Records from a dataset »
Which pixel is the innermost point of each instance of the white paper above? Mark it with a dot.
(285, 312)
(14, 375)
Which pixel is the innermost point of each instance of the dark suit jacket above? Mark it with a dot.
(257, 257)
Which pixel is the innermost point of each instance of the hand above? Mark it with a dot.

What this task involves » Reproduce only the lines between the line containing "jacket above? Mark it with a dot." and the last line of the records, those two lines included, exactly.

Response to the task »
Which pixel is the innermost point of each instance of the dark suit jacket above? Mark it with a dot.
(257, 257)
Which pixel is the innermost point of each instance of the hand above? Mark it with a dot.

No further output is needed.